▶ **WORK TO COMPLETE**: Render the material as a JSON list of strings with one string per line, leaving out blank lines and the pictures. Begin at the start of the material and stop after the line that contains "[[348, 362]]".

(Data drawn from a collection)
————————

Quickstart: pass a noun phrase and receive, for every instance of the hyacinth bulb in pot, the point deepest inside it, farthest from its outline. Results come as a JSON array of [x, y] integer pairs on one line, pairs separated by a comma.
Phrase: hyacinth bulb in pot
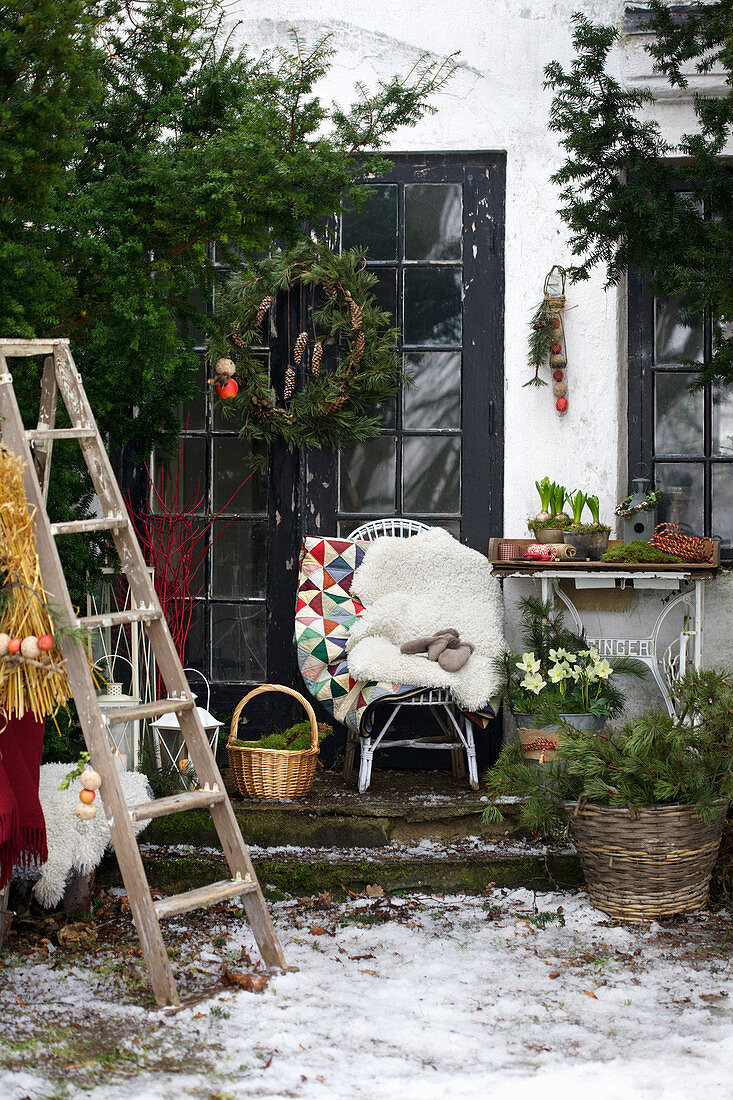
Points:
[[590, 540], [550, 521], [558, 679], [645, 805]]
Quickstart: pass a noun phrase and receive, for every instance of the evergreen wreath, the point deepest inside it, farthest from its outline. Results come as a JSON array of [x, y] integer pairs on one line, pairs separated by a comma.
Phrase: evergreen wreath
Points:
[[348, 362]]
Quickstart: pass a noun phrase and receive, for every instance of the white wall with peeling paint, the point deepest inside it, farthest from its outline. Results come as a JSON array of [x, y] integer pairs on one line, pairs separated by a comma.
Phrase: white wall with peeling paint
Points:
[[496, 101]]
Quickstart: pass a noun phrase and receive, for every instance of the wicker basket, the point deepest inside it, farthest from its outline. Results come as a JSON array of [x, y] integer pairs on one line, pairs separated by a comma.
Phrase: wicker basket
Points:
[[645, 864], [273, 773]]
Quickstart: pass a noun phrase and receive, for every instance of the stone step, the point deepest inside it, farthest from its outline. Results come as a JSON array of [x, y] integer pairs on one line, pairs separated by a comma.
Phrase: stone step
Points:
[[402, 807], [430, 867]]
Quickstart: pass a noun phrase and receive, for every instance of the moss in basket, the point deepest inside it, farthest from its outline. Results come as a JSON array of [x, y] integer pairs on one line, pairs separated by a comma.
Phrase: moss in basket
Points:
[[654, 760], [637, 550], [294, 739]]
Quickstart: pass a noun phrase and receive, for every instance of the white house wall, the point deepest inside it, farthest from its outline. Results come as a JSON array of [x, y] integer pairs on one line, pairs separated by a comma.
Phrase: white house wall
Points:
[[496, 101]]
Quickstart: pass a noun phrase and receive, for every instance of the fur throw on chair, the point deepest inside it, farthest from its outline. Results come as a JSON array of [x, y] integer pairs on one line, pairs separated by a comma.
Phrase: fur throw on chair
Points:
[[418, 586]]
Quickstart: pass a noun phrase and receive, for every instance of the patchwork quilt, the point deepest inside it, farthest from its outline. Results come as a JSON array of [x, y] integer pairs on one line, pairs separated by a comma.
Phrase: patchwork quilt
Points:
[[324, 615]]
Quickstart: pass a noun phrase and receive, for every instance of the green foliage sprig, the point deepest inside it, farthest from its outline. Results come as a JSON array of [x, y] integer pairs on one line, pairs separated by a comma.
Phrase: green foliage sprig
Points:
[[654, 760], [337, 405], [559, 672]]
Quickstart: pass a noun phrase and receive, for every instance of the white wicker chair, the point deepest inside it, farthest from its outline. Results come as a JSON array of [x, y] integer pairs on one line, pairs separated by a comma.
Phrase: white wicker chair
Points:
[[457, 730]]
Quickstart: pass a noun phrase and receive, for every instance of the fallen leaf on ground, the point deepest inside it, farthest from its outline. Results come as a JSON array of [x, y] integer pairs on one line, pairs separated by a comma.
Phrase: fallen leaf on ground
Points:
[[252, 982], [76, 934]]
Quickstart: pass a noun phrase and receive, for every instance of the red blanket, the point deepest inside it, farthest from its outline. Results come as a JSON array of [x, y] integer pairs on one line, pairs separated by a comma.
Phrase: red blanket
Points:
[[22, 827]]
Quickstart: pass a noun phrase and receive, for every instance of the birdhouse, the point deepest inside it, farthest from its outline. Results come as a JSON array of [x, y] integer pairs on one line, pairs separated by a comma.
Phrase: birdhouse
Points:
[[641, 524]]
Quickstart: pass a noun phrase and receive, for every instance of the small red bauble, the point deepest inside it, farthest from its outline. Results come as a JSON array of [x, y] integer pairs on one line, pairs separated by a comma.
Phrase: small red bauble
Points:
[[229, 389]]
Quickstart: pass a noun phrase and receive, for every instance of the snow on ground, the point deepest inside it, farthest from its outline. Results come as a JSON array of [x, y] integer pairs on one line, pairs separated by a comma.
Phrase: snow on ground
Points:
[[512, 996]]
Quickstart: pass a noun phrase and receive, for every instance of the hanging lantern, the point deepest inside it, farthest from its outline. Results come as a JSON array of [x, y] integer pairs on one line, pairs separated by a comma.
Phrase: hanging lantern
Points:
[[123, 736]]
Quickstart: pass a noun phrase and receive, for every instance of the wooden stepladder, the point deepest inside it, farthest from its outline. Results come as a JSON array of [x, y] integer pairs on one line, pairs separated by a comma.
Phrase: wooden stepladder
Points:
[[61, 377]]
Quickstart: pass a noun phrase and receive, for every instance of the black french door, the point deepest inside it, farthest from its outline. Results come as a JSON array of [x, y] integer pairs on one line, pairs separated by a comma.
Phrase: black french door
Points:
[[434, 232]]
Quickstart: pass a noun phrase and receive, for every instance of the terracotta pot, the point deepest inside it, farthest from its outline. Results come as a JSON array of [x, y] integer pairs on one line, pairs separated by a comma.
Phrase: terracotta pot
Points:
[[539, 739], [591, 545]]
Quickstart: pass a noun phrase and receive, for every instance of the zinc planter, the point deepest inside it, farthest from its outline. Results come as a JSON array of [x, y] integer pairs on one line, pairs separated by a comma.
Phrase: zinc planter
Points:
[[591, 545], [539, 740], [645, 864]]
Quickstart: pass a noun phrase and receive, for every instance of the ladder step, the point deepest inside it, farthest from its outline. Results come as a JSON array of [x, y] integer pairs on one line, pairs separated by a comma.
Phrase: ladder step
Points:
[[17, 348], [83, 526], [120, 618], [175, 804], [42, 435], [205, 895], [146, 711]]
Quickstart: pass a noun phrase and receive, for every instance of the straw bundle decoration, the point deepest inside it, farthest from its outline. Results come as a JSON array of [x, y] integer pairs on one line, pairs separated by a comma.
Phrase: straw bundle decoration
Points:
[[273, 773], [36, 682]]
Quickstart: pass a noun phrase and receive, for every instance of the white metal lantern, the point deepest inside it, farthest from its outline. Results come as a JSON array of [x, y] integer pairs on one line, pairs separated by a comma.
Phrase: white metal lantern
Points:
[[170, 739], [123, 736]]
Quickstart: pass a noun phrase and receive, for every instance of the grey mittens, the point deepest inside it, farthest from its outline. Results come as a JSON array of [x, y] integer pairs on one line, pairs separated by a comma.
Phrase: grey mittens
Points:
[[444, 647]]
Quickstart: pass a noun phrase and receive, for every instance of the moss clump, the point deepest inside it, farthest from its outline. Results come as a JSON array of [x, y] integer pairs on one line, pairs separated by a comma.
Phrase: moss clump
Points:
[[588, 528], [637, 550], [294, 739]]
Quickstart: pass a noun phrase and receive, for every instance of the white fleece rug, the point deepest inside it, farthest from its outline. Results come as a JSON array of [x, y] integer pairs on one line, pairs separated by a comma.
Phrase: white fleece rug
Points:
[[415, 586], [75, 845]]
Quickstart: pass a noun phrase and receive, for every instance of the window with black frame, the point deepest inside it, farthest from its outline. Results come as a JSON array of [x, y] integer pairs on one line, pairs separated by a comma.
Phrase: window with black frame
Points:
[[682, 436]]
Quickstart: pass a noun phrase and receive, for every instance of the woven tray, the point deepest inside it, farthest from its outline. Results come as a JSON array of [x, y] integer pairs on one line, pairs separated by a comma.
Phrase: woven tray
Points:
[[273, 773], [645, 864]]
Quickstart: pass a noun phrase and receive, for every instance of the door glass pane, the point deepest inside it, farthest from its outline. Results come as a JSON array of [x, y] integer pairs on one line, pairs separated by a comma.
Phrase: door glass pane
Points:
[[195, 644], [368, 476], [722, 420], [433, 221], [681, 503], [677, 337], [192, 414], [225, 416], [385, 290], [678, 415], [238, 641], [433, 306], [179, 480], [434, 399], [374, 227], [431, 474], [722, 503], [238, 484], [239, 557]]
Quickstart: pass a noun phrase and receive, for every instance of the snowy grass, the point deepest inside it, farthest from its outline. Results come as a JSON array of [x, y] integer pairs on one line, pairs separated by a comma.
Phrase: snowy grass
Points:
[[512, 996]]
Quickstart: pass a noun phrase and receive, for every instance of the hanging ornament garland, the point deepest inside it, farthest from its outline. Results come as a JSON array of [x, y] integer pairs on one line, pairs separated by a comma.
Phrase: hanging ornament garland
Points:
[[547, 338], [339, 370]]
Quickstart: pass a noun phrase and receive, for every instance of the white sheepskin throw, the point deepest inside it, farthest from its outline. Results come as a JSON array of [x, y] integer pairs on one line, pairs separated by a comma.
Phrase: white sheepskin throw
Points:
[[75, 845], [415, 586]]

————————

▶ **THE RESULT**:
[
  "Quickstart: pass a noun phrase and receive, for every instance of the hyacinth bulb in pot, the point deepest inside it, farthest from its outline. Results come as a JSON array of [x, y] integer pairs on one line, pairs separated by a comma.",
  "Phrase: hyacinth bulb in pot",
  "Points:",
  "[[590, 540], [550, 521], [558, 679], [645, 805]]",
  "Quickstart: pass a noun phrase and receive, for every instance of the evergreen wreath, the point deepest inside it, farthest from its outline. Results come as a JSON array of [x, y] integer pairs on one line, pairs separated by a comma.",
  "Phrase: evergreen wreath",
  "Points:",
  "[[348, 362]]"
]